**Quoted text:**

>> start

The International Monetary Fund (IMF) has raised its forecasts for Saudi Arabia’s economic growth in 2025 and 2026 as oil price declines prove smaller than anticipated.
According to the IMF in its latest World Economic Outlook Update, the changes signal a turnaround in its expectations for the kingdom.
The IMF now expects Saudi Arabia’s economy to expand by 3.6% in 2025, 0.6percentage points higher than its previous GDP estimate in April. Among the 30 countries highlighted in the IMF update, only China’s forecast increased by more.
The IMF has also adjusted its oil price forecast for 2025. It is now predicting that crude prices will fall about by 13.9% this year. In April it was forecasting a 15.5% drop.
Saudi Arabia raised crude production for a second straight month in June, to 9.4 million barrels of oil per day, as the Opec+ group of oil exporters began to unwind cuts.
These cuts had reduced Saudi Arabia’s output to an average of 9 million bpd last year – its lowest since 2010 – from a record 10.6 million bpd in 2022.
With oil providing nearly two-thirds of state revenue, lower production and subdued prices had spurred the Saudi government to increase borrowing to help fund its massive infrastructure and diversification programme.
Oil prices rose in response to the 12-day war between Israel and Iran, although the conflict did not disrupt crude supplies.

>> end

**Job A:**
Rewrite the paragraph of the article on the IMF's Saudi Arabia forecast that begins "With oil providing nearly two-thirds" in a single shorter sentence, keeping its main facts.
**Job B:**
Extend the article on the IMF's Saudi Arabia forecast with a further paragraph that follows on from its final sentence.
The data has no role in these tasks.

**Given material:**
>> start

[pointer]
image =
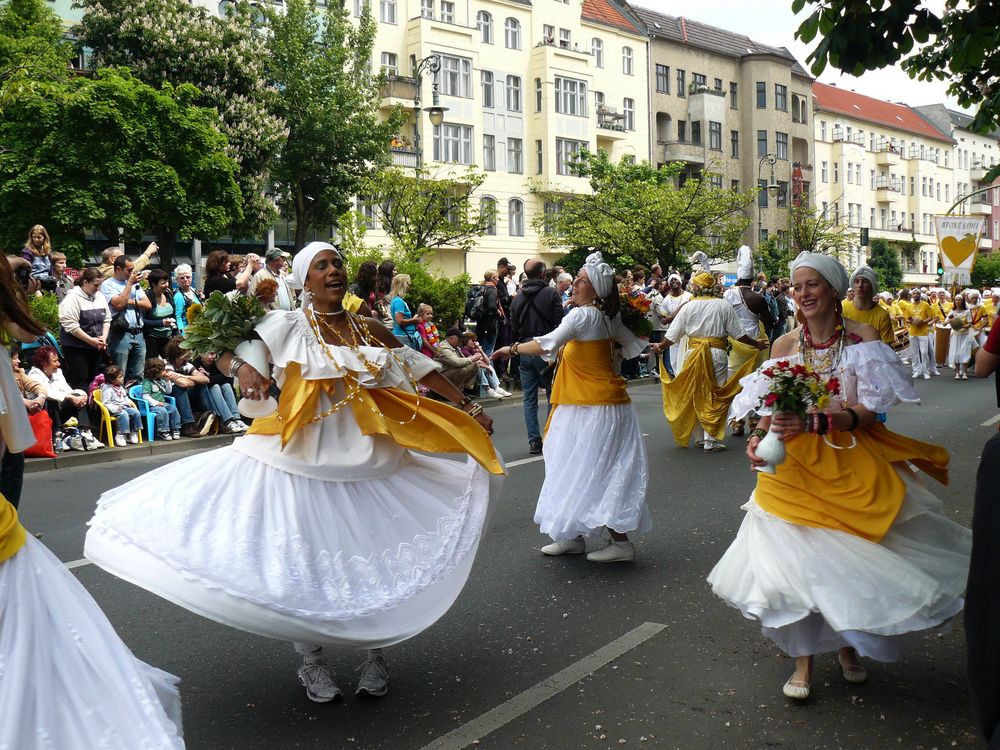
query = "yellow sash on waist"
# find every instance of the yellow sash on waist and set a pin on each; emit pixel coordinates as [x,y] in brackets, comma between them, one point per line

>> end

**Final result A:**
Because oil supplies nearly two-thirds of state revenue, reduced output and weak prices pushed the Saudi government to borrow more to fund its large infrastructure and diversification program.

**Final result B:**
“This geopolitics-induced increase has now largely receded and bearish fundamentals are back in focus,” the IMF report states.
Last October, the IMF was forecasting a 4.6% increase in Saudi GDP in 2025, but it slashed its estimates in January and April because of tumbling oil prices and President Donald Trump’s announcement of sweeping tariffs on April 2.
Trump has since cut or paused some of these additional tariffs until August 1. The effective tariff on Chinese imports has been reduced to 17% from 24%, according to the IMF, while businesses have front-loaded trade activity in anticipation of higher tariffs.
These events led the IMF to raise its global economic forecast to 3% from 2.8%. It has also upped its estimate for 2026 to 3.1% from 3%, as a sustained decline in the dollar helped financial conditions in many emerging markets.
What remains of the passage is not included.